● **BRIEF**
In the text on guessing a file's encoding, which three byte values make up a UTF-8 encoded BOM?

● **SOURCE TEXT**
- Opening Delimiter -
At least in the general case, there's no way to be certain what encoding is used for a file -- the best you can do is a reasonable guess based on heuristics. You can eliminate some possibilities, but at best you're narrowing down the possibilities without confirming any one. For example, most of the ISO 8859 variants allow any byte value (or pattern of byte values), so almost any content could be encoded with almost any ISO 8859 variant (and I'm only using "almost" out of caution, not any certainty that you could eliminate any of the possibilities).
You can, however, make some reasonable guesses. For example, a file that start out with the three characters of a UTF-8 encoded BOM (EF BB BF), it's probably safe to assume it's really UTF-8. Likewise, if you see sequences like: 110xxxxx 10xxxxxx, it's a pretty fair guess that what you're seeing is encoded with UTF-8. You can eliminate the possibility that something is (correctly) UTF-8 enocded if you ever see a sequence like 110xxxxx 110xxxxx. (110xxxxx is a lead byte of a sequence, which must be followed by a non-lead byte, not another lead byte in properly encoded UTF-8).
You can try and guess the encoding using a 3rd party library, for example: http://glaforge.free.fr/wiki/index.php?wiki=GuessEncoding
Well, you can't. You could show kind of a "preview" (or should I say review?) with some sample data from the file so the user can check if it looks okay. Perhaps with the possibility of selecting different encoding options to help determine the correct one.
- Closing Delimiter -
● **EXERCISE DATA**
- Opening Delimiter -
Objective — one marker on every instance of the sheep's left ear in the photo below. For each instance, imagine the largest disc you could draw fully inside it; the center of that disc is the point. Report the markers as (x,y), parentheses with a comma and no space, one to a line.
- Closing Delimiter -
● **TASK SOLUTION**
EF BB BF